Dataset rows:
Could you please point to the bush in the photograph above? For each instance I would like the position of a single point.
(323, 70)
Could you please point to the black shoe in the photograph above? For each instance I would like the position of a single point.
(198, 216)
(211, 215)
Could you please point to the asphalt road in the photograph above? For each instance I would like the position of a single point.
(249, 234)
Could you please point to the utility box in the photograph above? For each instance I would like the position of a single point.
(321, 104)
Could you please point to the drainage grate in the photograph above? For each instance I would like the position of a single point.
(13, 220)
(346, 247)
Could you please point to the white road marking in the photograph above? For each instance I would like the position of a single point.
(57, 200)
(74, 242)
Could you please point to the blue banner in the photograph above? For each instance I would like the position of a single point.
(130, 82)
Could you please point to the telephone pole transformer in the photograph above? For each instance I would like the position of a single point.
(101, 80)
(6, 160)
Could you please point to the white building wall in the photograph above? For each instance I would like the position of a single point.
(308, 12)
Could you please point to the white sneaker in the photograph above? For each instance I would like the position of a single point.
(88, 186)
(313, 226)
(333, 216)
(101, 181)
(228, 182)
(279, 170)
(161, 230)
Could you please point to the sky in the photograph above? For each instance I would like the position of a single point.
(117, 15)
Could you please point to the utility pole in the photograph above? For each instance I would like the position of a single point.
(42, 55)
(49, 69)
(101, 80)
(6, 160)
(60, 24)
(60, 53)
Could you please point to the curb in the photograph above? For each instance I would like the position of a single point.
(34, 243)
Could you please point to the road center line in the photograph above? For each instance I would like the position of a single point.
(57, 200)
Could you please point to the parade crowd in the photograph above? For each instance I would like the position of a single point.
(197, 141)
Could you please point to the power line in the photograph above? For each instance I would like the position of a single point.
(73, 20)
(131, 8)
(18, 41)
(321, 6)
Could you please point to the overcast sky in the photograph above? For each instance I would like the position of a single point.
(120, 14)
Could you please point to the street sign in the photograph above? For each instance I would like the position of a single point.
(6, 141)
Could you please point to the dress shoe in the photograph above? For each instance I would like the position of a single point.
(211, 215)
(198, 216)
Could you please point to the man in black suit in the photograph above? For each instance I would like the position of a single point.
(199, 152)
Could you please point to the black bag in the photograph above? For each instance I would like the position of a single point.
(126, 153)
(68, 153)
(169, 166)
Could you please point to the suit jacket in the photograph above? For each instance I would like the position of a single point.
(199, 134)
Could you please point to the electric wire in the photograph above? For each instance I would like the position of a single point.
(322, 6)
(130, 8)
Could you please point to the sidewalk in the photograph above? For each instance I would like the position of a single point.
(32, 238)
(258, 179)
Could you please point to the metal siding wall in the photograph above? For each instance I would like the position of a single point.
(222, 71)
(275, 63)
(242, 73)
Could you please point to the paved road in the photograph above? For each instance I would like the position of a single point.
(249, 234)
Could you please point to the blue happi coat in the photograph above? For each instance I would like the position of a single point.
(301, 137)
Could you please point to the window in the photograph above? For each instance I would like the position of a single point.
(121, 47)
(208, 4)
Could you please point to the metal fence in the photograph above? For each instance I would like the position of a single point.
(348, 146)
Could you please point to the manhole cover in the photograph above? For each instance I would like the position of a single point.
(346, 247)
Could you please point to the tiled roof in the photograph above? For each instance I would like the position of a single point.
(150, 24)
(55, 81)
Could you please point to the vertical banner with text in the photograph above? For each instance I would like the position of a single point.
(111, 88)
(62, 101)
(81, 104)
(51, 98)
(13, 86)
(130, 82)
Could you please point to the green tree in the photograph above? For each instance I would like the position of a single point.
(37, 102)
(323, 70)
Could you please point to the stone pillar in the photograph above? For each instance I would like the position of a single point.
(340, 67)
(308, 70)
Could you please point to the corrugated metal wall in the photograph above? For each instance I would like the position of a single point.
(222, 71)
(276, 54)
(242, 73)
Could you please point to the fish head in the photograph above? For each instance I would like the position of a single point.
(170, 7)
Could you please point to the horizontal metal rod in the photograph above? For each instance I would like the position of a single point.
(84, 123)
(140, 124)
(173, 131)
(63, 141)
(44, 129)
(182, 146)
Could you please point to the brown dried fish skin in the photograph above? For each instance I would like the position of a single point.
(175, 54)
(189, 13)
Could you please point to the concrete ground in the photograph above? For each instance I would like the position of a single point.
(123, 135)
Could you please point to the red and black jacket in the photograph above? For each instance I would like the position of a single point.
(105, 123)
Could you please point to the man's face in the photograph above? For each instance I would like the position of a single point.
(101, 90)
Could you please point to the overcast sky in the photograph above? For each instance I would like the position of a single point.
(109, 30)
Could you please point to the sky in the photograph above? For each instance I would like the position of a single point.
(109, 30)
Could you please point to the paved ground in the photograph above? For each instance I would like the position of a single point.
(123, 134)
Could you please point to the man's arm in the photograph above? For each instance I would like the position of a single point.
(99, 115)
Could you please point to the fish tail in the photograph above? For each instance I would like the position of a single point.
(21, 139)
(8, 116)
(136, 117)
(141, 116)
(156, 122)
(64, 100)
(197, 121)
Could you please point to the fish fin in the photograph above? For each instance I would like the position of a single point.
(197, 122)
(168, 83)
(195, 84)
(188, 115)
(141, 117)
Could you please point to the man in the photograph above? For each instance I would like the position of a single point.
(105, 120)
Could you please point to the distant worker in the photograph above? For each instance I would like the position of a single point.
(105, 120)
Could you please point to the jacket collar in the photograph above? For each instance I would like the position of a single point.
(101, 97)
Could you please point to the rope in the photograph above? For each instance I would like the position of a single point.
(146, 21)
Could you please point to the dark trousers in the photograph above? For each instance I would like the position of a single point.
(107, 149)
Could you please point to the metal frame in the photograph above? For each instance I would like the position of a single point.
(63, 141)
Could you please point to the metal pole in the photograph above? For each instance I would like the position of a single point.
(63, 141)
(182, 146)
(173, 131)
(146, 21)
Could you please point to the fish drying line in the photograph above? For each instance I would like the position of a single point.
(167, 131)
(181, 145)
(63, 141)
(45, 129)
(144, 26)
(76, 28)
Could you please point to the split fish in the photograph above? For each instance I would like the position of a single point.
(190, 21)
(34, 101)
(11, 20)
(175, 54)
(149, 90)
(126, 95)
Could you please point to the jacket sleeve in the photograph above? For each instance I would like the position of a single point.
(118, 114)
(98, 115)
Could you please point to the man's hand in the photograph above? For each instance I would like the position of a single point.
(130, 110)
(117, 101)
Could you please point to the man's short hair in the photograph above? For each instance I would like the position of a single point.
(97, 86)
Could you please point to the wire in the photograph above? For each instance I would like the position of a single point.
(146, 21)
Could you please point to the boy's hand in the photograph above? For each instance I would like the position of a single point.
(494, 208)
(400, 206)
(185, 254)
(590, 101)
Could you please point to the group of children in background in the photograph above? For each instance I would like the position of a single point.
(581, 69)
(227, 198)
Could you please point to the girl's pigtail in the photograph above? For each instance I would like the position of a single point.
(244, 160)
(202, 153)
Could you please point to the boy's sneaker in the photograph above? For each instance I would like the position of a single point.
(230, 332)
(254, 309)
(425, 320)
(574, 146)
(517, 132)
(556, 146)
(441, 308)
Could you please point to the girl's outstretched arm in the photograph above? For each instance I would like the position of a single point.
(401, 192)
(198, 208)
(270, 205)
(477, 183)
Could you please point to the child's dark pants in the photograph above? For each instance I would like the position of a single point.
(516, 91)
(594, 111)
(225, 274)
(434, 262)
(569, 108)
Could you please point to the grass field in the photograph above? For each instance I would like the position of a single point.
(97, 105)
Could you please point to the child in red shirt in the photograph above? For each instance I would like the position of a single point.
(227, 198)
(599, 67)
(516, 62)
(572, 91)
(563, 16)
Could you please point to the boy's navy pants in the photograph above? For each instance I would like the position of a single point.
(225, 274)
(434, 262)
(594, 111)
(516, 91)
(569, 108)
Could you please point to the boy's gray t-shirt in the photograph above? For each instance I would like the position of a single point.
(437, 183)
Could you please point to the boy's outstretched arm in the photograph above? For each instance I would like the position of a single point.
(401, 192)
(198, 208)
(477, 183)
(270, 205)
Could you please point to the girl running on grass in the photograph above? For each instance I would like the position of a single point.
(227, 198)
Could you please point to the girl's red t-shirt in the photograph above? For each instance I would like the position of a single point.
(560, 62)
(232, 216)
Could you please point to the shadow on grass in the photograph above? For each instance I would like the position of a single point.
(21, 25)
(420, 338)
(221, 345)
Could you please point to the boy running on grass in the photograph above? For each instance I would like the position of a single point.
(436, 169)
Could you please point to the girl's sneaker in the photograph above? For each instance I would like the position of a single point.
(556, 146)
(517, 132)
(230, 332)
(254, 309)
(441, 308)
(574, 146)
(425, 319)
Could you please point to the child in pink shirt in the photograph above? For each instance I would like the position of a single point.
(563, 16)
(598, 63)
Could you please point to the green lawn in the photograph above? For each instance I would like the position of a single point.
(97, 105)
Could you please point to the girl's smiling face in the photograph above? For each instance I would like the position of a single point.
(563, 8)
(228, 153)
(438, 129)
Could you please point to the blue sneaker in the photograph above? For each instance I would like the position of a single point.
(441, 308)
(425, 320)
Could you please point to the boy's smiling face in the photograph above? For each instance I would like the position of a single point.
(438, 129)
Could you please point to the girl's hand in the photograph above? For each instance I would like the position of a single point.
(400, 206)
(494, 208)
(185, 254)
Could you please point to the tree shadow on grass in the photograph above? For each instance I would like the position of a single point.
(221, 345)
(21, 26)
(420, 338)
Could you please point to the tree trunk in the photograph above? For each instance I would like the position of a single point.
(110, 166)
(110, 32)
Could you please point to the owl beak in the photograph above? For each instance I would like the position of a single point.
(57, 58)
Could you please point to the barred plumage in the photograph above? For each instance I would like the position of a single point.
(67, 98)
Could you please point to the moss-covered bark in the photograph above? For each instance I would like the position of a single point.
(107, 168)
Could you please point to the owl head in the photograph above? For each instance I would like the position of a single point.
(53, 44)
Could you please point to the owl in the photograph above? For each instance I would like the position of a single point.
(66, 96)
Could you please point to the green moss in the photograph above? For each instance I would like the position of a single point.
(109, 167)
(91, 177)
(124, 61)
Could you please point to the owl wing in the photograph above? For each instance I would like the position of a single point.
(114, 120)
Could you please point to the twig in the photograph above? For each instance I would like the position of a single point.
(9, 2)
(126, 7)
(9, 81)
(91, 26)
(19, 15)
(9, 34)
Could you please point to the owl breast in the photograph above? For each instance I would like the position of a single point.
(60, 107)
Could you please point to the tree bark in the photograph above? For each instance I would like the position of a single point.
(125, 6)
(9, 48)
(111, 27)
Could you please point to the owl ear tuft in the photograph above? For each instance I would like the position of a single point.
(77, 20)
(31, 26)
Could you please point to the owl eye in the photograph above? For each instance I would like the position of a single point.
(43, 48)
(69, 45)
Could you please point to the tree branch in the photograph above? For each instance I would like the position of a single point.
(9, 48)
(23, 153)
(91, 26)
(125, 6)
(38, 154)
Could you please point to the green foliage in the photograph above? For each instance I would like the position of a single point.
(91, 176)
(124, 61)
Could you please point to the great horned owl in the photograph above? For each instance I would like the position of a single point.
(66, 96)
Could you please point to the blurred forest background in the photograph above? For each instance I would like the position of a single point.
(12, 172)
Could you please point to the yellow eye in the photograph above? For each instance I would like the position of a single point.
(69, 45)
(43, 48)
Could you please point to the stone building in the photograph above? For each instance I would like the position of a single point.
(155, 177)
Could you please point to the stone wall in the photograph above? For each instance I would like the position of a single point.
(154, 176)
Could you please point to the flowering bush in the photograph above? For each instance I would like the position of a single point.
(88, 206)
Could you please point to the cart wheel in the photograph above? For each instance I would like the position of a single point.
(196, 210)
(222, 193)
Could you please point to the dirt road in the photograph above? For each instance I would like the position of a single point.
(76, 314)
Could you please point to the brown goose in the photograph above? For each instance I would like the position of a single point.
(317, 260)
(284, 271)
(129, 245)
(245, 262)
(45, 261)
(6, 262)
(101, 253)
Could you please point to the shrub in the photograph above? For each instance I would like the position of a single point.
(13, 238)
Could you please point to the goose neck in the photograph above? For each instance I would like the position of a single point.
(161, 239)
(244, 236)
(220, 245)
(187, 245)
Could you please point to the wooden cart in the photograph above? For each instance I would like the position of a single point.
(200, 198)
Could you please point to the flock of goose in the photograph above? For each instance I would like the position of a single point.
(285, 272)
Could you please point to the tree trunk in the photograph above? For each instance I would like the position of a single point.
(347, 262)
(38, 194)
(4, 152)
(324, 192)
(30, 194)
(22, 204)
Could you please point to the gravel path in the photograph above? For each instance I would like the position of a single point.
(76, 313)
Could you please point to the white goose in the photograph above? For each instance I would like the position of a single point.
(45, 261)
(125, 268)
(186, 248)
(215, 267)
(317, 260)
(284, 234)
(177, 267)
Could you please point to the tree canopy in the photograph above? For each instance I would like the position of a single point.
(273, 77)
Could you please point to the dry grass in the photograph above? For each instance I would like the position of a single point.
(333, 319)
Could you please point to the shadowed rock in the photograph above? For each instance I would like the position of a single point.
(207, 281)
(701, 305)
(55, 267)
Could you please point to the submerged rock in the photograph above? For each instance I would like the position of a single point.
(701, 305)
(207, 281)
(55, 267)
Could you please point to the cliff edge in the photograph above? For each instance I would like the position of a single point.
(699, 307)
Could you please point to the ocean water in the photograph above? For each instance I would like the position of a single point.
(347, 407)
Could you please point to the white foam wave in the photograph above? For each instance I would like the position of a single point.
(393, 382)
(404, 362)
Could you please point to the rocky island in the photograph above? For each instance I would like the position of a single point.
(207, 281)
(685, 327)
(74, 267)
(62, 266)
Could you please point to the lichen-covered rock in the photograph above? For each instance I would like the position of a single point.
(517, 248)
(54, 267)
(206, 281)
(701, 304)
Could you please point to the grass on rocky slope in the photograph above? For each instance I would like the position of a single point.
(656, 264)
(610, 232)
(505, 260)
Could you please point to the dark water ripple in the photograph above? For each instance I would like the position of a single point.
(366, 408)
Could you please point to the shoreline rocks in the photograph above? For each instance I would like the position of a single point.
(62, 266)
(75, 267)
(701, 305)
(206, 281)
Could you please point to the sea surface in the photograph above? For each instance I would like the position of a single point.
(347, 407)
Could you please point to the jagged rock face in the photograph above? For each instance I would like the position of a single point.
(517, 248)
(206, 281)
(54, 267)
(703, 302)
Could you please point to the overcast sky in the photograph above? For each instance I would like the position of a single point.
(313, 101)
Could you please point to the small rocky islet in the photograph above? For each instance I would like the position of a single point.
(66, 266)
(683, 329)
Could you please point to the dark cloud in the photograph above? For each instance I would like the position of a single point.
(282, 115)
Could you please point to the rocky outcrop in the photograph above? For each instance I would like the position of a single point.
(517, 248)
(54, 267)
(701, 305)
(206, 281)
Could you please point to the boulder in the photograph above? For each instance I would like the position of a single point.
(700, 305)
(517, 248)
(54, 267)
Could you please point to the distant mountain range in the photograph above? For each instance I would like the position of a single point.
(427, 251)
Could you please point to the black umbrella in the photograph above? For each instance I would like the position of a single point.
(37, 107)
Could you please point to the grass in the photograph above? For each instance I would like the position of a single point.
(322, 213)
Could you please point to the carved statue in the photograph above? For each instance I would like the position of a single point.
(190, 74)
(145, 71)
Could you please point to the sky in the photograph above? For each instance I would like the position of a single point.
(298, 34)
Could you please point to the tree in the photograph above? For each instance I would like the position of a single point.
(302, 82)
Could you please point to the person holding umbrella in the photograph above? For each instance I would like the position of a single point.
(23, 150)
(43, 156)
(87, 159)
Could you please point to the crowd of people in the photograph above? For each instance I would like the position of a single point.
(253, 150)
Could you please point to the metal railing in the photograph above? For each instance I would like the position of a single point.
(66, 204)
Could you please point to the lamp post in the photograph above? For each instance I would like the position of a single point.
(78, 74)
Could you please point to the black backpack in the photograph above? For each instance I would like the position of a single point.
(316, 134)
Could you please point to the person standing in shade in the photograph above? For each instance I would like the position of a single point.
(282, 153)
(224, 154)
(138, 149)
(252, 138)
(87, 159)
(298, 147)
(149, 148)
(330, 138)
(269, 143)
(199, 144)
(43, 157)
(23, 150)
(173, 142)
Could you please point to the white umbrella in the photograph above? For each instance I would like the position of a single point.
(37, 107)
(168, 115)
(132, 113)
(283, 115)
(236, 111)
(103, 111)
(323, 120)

*What you should do*.
From the "Could you please point to the metal railing" line to the close of the listing, restate each line word for word.

*Reply*.
Could you please point to the metal railing in the photograph above? For each instance I would like the position of a single point.
(66, 204)
Could you please point to the lamp post in the photograph above? For each instance I would like the position of a single point.
(78, 74)
Could you please point to the black backpack in the photograph above? For each instance I would like the position of a single point.
(316, 134)
Could you please point to the person standing in shade in the photograph above? For each instance I would like the position of a single point.
(282, 153)
(224, 154)
(138, 149)
(252, 138)
(87, 159)
(298, 147)
(149, 148)
(330, 138)
(269, 143)
(199, 144)
(43, 157)
(23, 150)
(173, 142)
Could you please point to the white umbrella in the photograph above? For each instance I would like the position of a single point.
(37, 107)
(168, 115)
(132, 113)
(283, 115)
(236, 111)
(103, 111)
(323, 120)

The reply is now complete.